● EXTRACTED DATA
....

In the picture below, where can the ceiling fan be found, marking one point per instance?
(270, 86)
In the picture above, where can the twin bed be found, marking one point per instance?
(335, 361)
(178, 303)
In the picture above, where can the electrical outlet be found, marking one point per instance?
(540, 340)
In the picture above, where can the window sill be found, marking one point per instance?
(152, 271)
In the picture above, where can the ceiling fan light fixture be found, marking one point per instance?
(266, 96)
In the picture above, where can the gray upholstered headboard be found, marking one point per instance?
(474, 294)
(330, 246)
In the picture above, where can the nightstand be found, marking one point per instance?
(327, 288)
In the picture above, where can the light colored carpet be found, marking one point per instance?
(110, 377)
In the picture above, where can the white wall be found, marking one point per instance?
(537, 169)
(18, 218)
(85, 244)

....

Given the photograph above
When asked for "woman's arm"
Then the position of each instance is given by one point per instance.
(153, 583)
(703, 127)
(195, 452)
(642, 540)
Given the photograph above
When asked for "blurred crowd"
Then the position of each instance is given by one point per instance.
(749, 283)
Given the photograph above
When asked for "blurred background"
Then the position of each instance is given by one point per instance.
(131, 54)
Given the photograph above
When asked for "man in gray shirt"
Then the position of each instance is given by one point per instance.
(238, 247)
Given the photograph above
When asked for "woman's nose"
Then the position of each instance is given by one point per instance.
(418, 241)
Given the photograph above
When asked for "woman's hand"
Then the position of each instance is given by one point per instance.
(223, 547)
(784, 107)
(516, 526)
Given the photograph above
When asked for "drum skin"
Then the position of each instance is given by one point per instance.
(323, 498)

....

● TO DO
When you have gone through the records above, say how many lines include the word "asked", and write nothing besides that number.

● SOLVED EXERCISE
7